Task goal
Write the material out again exactly.

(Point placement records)
--------------------------------

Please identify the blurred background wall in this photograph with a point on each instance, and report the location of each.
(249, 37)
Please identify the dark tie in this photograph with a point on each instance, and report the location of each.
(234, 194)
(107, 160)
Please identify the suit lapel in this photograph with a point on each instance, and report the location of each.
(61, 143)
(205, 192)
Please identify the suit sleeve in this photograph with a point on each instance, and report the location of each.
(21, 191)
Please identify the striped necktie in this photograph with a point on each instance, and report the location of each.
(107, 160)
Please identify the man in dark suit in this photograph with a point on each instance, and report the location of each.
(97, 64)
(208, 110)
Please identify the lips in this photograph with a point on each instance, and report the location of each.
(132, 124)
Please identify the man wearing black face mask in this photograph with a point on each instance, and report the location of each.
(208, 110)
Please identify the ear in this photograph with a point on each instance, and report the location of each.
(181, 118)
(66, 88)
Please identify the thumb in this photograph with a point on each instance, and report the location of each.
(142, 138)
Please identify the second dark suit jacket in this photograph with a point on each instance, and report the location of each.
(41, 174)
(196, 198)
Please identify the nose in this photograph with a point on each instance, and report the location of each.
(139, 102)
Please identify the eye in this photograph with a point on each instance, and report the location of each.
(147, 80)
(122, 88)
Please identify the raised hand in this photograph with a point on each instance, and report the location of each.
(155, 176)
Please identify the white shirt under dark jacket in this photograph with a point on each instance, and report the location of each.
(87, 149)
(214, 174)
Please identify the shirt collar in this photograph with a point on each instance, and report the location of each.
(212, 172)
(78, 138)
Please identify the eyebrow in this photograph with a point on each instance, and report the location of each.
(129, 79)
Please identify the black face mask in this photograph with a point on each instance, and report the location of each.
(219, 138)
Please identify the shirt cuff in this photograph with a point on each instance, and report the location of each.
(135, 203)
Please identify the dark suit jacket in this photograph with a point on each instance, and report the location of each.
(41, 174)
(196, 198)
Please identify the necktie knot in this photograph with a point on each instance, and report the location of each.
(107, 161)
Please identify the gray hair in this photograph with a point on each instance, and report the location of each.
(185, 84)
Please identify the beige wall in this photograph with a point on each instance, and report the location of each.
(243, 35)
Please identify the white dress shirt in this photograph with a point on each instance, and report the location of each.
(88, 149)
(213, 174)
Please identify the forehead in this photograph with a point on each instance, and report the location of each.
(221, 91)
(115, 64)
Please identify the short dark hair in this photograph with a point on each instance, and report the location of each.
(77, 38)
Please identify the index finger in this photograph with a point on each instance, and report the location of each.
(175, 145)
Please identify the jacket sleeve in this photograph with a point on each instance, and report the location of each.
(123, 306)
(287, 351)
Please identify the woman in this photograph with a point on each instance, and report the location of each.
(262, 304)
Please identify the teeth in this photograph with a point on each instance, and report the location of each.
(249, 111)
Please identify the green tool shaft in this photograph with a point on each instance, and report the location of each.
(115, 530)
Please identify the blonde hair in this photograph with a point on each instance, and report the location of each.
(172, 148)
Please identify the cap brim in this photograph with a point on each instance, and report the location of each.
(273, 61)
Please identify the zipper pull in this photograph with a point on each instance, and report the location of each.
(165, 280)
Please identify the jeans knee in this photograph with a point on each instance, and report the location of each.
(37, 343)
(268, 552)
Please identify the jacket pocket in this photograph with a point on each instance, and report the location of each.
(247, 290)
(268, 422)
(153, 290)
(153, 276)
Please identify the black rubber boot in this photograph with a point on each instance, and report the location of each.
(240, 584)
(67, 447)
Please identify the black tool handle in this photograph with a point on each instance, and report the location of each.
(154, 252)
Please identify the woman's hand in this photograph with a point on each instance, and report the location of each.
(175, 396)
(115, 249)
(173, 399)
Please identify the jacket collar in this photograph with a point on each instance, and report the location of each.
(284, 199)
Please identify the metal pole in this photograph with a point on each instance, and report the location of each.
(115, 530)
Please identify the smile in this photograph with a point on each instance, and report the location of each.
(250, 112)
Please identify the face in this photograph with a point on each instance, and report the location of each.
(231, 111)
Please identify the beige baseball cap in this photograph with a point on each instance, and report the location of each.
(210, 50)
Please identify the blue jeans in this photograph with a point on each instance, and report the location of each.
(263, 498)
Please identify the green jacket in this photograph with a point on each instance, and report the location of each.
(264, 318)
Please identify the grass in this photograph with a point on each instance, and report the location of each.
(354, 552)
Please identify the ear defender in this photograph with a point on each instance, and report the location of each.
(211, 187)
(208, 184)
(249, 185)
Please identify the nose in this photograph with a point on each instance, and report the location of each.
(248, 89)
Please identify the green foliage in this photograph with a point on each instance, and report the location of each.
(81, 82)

--------------------------------

Result of the exercise
Please identify the blurred background wall in this photograph with a point on each instance, and report the location of each.
(249, 37)
Please identify the dark tie in this photograph with a point on each instance, and report the location of each.
(234, 194)
(107, 160)
Please identify the suit lapel in this photograph with a point on each instance, and report the location of each.
(61, 143)
(205, 192)
Please identify the suit sleeve in this photograph with a point on each instance, and report the location of each.
(21, 191)
Please identify the striped necktie in this photograph with a point on each instance, and report the location of each.
(107, 160)
Please identify the man in dark suit in this photograph with a point on each instance, and report the location of each.
(97, 64)
(208, 110)
Please identify the lips in this photograph with a point on each instance, and report the location of each.
(132, 124)
Please identify the man wearing black face mask in this photograph with a point on each instance, and report the location of each.
(208, 110)
Please identify the ear in this photograph with a point on each instance, and report the location of each.
(181, 118)
(66, 88)
Please identify the thumb in this photograph with a point on each instance, and report the location of each.
(142, 138)
Please identify the second dark suit jacket in this photograph with a point on each instance, and report the location of each.
(41, 174)
(196, 198)
Please identify the nose in this photograph with a point on each instance, and report the location of each.
(139, 102)
Please identify the eye in this photograph with a point on each instance, and report the location of each.
(147, 80)
(122, 88)
Please identify the raised hand in this photograph with a point on each instance, and report the location of each.
(155, 176)
Please identify the white shirt under dark jacket in this photograph with a point on each instance, and report the location of each.
(87, 149)
(214, 174)
Please identify the shirt collar in this photograph with a point on each instance, and report the location of each.
(212, 172)
(78, 138)
Please identify the eyebrow in this photograph with a point on each instance, and report the location of each.
(129, 79)
Please identify the black face mask in this photograph with a point on each instance, and report the location of each.
(219, 138)
Please identify the shirt cuff in this photograph with a point on each instance, and report the location of each.
(135, 203)
Please identify the dark suit jacket in this photograph with a point on each instance, and report the location of each.
(41, 174)
(196, 198)
Please identify the necktie knot in this photograph with a point on each instance, and report the location of each.
(107, 161)
Please identify the gray hair in this photograph with a point on each instance, and report the location of each.
(185, 84)
Please identify the beige wall in this photograph with a point on each instance, and report the location of each.
(243, 35)
Please identify the white dress shirt in this photograph with a point on each instance, and report the location of each.
(88, 149)
(213, 174)
Please identify the forehead in this photograph with a point on each instance, and report the location of each.
(221, 91)
(115, 64)
Please identify the short dark hair in this photograph with a point on each instance, and report the location of each.
(77, 38)
Please identify the index finger in this photograph with a point on each instance, and report the location of each.
(175, 145)
Please identify the jacket sleeve in this photograph with a point on each instance, and report the location of each.
(123, 306)
(287, 351)
Please identify the woman in this photograph with a point on each instance, and report the location of each.
(262, 304)
Please identify the teeth in this photograph with a point on each instance, and report the location of each.
(249, 111)
Please identify the green tool shaft in this photograph with a point on each instance, and report the location of each.
(115, 530)
Please identify the blonde hair in this photograph with a point on each instance, and report the location of each.
(172, 148)
Please identify the cap brim in this photograph with a point on each instance, and report the location of each.
(273, 61)
Please identify the zipper pull in this photograph with a point on each instance, and report the location of each.
(165, 280)
Please identify the jeans knee in this photograph with a point on each instance, and report the location of each.
(37, 343)
(268, 552)
Please identify the jacket pocket in this photograph with a point on each instance, and report the location of each.
(247, 290)
(268, 422)
(153, 290)
(153, 276)
Please identify the black rubber boot in this photograph with a point on each instance, and report the location of each.
(240, 584)
(67, 447)
Please identify the black tool handle in this photograph with a point on each instance, and report the location of each.
(154, 252)
Please identify the woman's hand in this photograph with a point on each instance, and report the location of each.
(175, 396)
(115, 249)
(173, 399)
Please identify the jacket collar in this photograph with a point on each instance, and report the location of each.
(284, 199)
Please identify the metal pole in this photograph with a point on each instance, and report the location of each.
(115, 530)
Please identify the smile in this photograph with a point on each instance, and report the location of each.
(250, 112)
Please identify the face in this photograph with a point on each instance, and report the location of each.
(231, 111)
Please identify the beige baseball cap in this photograph with a point on each instance, and report the location of each.
(210, 50)
Please identify the blue jeans in this photograph with a point on each instance, and report the location of each.
(263, 498)
Please identify the green jacket in this photograph with a point on each instance, and report the location of each.
(264, 318)
Please identify the grass in this photograph with a point on each instance, and report the location of each.
(354, 552)
Please identify the ear defender in this photograph with a point on each instance, and report the location of each.
(211, 187)
(208, 184)
(249, 185)
Please identify the nose in this photograph with a point on each instance, and report the location of each.
(248, 89)
Please identify the green foliage in this photograph with a point on each instance, and report the location of each.
(81, 82)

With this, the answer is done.